- [Short exercise]
Copy out every line of the rows below word for word, leaving out the pictures.

** START OF Data rows **

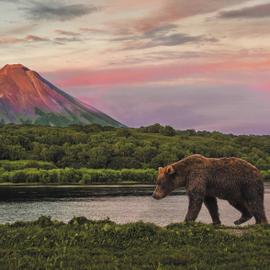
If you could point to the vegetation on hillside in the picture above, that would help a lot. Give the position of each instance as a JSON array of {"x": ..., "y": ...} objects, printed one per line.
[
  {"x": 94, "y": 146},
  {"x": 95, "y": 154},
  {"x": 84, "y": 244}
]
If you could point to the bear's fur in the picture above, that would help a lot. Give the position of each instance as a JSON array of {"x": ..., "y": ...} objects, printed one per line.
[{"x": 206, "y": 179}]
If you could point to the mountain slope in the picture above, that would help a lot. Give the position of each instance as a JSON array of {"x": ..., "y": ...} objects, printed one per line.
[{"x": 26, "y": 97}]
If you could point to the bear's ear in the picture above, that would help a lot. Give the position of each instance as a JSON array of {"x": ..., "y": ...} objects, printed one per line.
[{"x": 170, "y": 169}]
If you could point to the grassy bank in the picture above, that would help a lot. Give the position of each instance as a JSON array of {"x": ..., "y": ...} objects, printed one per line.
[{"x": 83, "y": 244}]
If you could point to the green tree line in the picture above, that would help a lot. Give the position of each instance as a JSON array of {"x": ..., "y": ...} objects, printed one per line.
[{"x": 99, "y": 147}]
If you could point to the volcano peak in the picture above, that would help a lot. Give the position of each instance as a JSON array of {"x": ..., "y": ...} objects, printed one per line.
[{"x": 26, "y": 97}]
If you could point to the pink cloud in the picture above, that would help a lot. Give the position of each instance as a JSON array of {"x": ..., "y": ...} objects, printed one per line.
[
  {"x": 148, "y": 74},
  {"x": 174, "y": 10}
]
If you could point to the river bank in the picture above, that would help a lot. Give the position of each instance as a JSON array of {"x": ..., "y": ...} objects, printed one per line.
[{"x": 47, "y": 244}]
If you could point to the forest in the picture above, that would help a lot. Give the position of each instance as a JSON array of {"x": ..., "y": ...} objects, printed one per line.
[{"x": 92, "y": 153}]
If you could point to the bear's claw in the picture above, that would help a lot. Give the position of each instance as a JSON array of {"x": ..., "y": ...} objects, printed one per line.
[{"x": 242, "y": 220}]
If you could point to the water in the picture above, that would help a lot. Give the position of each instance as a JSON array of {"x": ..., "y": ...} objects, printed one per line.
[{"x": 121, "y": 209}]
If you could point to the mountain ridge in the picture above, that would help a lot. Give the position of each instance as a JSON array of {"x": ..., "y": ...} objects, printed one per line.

** END OF Data rows **

- [Answer to this problem]
If you could point to the vegetation on hillside in the picture above, that would help a lot. Give the position of each instance as a JSON array of {"x": ..., "y": ...} objects, printed one per line.
[
  {"x": 94, "y": 146},
  {"x": 95, "y": 154},
  {"x": 84, "y": 244}
]
If you could point to the bear's fur in the picture above, that would help a lot. Give the position of each instance as a JSON array of {"x": ..., "y": ...} objects, printed one per line.
[{"x": 206, "y": 179}]
If you could point to the mountain slope in the picture above, that would help a lot. Give the position of each instance as a JSON array of {"x": ..., "y": ...} objects, printed one per line.
[{"x": 26, "y": 97}]
If you could point to the bear's ear in the picture above, that would help a lot. Give the position of each instance as a JSON array of {"x": ..., "y": ...} objects, printed one per line.
[{"x": 170, "y": 169}]
If you could point to the grassy bank in the picture above, that would help a lot. Give the position of each instance as a JSON array of {"x": ..., "y": ...} objects, printed one per line.
[{"x": 83, "y": 244}]
If you could point to the green tree line in the picture above, that would help a lot. Give the position of each instance as a JSON array of {"x": ..., "y": ...} objects, printed one per line.
[{"x": 99, "y": 147}]
If you could point to the volcano peak in the picture above, that would help a lot. Give the position of each instance as a JSON array of {"x": ..., "y": ...} objects, printed one per line.
[{"x": 26, "y": 97}]
If you could point to the pink cloud in the picture above, that would help a lot. Give the position of each instance as a JSON array of {"x": ..., "y": ...} objects, printed one per line.
[
  {"x": 148, "y": 74},
  {"x": 174, "y": 10}
]
If you could point to the river bank in the picture above, that would help a lot. Give the position of each instance as a JSON array of {"x": ..., "y": ...} objects, printed one per line.
[{"x": 47, "y": 244}]
If you could point to the forest in the picture above, that would help a lot. Give the position of each instance as a JSON array of {"x": ..., "y": ...} objects, printed one per line.
[{"x": 92, "y": 153}]
If you could point to the bear's claw in the picture above, that would help a lot. Give the position of each instance as a JSON array of {"x": ..., "y": ...} objects, printed one per line.
[{"x": 242, "y": 220}]
If you could point to the water in the picture above, that would help a lot. Give the position of each instance as a JSON array of {"x": ..., "y": ...} objects, printed one per line.
[{"x": 121, "y": 209}]
If you could point to the mountain ridge in the picture above, that would help a lot. Give the position of each instance as a JSON array of {"x": ..., "y": ...} objects, printed one per line.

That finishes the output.